Texte source
┏━━

Cinq questions sur les 25 évêques français soupçonnés d'avoir couvert des abus sexuels
Selon une enquête de Mediapart, 32 agresseurs, prêtres, religieux ou laïcs, accusés d’abus sexuels sur mineurs ou majeurs, ont été couverts par l’Eglise catholique de France.
La loi du silence. Des années 1960 à nos jours, 32 prêtres, religieux ou laïcs, accusés d’abus sexuels sur mineurs ou majeurs, ont été couverts par l’Eglise sur le territoire français, ou à l’étranger lorsqu’il s’agissait de nationaux, accuse Médiapart, dans une longue enquête publiée lundi 20 mars. Sur ces 32 cas, 25 évêques, dont cinq toujours en poste, ont été alertés mais n’ont pas saisi formellement la justice, affirme le site internet. Franceinfo vous résume cette affaire.
Qu'est-il reproché aux 25 évêques ?

┗━━

Consignes
[1] D'après l'article sur les évêques, quel jour Mediapart a-t-il publié son enquête ?
[2] Modifiez l'article sur les évêques en reprenant le passage qui commence par "La loi du silence." et se poursuit jusqu'à "résume cette affaire.", avec "le site internet" remplacé par "le média en ligne".
[3] Prolongez l'article sur les évêques à partir de l'endroit où il s'arrête.

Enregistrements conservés

┏━━

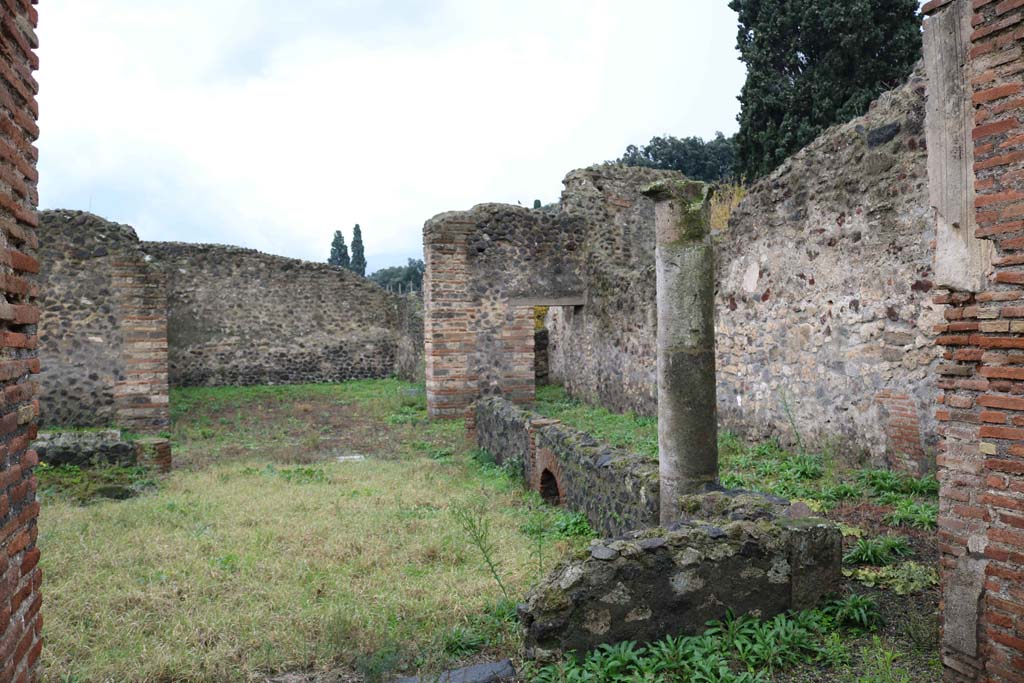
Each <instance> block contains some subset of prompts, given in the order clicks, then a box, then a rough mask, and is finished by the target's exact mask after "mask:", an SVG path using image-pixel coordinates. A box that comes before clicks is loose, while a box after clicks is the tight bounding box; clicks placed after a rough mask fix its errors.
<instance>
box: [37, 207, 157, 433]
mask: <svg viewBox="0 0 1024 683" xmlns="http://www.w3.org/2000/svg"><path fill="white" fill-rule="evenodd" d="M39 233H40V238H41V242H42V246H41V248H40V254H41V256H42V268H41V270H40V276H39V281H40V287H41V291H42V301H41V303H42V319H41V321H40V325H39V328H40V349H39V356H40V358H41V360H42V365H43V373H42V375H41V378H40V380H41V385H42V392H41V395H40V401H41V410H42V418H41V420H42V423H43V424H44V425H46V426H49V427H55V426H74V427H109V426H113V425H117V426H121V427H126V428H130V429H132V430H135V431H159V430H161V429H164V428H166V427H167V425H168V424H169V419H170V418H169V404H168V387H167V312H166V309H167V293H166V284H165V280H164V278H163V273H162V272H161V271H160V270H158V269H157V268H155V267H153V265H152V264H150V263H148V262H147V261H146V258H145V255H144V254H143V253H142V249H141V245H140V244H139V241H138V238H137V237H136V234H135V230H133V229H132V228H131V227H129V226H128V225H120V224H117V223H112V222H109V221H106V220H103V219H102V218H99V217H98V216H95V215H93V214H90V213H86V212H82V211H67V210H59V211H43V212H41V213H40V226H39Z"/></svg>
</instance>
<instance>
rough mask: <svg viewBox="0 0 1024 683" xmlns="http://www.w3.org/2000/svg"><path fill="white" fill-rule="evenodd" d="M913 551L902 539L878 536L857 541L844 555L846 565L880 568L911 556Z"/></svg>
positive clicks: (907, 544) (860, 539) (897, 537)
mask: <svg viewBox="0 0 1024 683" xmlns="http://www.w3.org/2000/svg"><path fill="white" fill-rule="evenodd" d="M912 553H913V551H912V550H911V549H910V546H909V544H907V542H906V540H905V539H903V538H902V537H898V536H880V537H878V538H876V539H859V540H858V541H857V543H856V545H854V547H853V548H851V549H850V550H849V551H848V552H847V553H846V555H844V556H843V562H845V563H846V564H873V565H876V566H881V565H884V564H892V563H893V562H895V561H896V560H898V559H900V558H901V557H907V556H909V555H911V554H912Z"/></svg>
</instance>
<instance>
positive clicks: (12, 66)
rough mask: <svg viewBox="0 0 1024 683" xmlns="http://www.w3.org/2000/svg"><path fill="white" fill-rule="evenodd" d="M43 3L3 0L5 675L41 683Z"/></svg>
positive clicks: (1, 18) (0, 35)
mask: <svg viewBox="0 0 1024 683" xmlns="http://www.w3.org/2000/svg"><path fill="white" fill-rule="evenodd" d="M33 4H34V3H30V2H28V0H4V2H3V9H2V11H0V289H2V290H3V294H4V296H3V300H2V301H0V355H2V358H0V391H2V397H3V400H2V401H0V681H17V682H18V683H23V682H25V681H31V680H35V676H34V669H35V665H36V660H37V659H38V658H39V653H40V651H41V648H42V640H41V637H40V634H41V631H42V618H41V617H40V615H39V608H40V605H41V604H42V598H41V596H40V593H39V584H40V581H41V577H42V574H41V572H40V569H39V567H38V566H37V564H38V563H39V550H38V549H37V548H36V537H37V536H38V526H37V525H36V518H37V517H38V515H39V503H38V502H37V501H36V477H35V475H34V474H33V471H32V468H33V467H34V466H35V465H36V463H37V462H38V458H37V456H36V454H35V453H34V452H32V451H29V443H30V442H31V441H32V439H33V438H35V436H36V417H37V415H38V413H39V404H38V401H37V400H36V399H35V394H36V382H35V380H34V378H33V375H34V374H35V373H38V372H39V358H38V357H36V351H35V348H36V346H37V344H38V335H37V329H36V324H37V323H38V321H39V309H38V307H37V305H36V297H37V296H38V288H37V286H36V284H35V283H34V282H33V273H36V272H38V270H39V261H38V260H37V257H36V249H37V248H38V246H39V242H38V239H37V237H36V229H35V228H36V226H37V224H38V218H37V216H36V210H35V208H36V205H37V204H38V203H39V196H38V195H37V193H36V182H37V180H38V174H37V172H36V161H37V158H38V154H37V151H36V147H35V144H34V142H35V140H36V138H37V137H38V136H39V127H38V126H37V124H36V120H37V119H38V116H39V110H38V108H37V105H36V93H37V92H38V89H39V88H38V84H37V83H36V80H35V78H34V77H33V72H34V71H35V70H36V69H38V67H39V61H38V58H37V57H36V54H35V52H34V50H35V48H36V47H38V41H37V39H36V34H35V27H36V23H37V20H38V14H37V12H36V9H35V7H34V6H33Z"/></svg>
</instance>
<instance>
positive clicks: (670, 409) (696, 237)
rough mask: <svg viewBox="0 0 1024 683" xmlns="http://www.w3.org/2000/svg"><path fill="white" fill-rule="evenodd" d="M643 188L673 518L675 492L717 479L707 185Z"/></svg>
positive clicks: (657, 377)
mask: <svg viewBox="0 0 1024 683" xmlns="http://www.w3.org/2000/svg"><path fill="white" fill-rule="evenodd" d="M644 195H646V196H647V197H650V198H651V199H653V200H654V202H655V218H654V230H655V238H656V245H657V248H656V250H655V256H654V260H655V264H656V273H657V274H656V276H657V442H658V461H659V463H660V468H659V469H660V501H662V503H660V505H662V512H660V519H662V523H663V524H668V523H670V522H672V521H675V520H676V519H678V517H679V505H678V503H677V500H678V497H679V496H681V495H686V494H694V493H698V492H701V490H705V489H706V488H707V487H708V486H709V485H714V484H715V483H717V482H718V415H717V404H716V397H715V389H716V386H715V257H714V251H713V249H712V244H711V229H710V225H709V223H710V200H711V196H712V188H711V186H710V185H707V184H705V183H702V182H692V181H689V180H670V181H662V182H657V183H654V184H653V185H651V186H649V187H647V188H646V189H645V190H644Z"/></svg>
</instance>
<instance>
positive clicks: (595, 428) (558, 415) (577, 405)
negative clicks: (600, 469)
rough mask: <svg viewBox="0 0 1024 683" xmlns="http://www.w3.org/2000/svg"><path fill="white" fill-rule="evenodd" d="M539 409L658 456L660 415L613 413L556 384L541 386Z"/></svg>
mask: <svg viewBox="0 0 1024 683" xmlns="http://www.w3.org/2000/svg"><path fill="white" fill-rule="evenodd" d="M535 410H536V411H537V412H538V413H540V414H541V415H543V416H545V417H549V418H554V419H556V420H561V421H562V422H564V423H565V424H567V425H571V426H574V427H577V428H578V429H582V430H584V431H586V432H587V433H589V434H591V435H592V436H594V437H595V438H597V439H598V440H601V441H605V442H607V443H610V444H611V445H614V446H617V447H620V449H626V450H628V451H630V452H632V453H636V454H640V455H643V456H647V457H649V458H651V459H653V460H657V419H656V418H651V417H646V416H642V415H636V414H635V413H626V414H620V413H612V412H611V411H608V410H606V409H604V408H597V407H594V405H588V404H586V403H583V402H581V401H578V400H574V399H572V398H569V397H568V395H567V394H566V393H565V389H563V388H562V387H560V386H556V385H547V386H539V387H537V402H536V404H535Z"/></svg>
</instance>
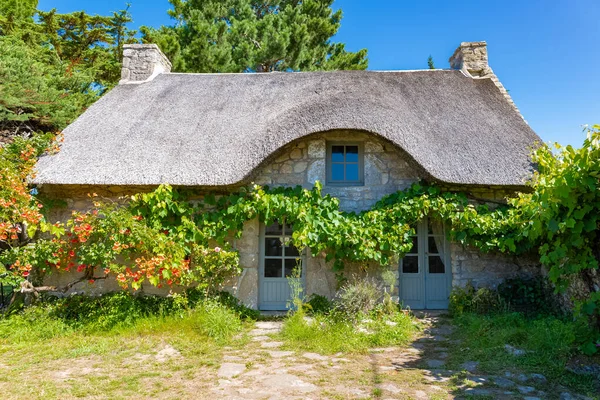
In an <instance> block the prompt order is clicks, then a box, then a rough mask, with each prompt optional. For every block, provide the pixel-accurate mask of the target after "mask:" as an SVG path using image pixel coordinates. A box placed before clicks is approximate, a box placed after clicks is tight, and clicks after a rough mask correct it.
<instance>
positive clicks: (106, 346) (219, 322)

┗━━

Corrigé
[1] Le lundi 20 mars.

[2]
La loi du silence. Des années 1960 à nos jours, 32 prêtres, religieux ou laïcs, accusés d’abus sexuels sur mineurs ou majeurs, ont été couverts par l’Eglise sur le territoire français, ou à l’étranger lorsqu’il s’agissait de nationaux, accuse Médiapart, dans une longue enquête publiée lundi 20 mars. Sur ces 32 cas, 25 évêques, dont cinq toujours en poste, ont été alertés mais n’ont pas saisi formellement la justice, affirme le média en ligne. Franceinfo vous résume cette affaire.

[3]
Selon les informations de Médiapart, ces évêques ont été alertés de faits d'abus sexuels mais n’ont pas saisi formellement la justice. Ils auraient ainsi couvert les trois quarts des 32 agresseurs. Les autres dossiers ont été couverts par un supérieur, un prêtre ou un religieux, qui ont été avertis mais n’ont pas agi.
Ces évêques qui n'ont pas saisi la justice sont parfois allés plus loin en protégeant volontairement les agresseurs. Ainsi, dans plusieurs cas analysés par Mediapart, le prêtre agresseur est déplacé géographiquement ou muté professionnellement, après un "congé sabbatique" pour se faire oublier. L'Eglise l’isole et l’éloigne dans une nouvelle paroisse, souvent à la campagne, ou l’écarte dans un autre diocèse, voire à l’étranger. Un système d'exfiltrations internationales de prêtres accusés d'agressions sexuelles sur mineurs à découvrir dans l'émission "Cash Investigation", diffusée mardi 21 mars sur France 2.
Ces évêques sont-ils toujours en poste ?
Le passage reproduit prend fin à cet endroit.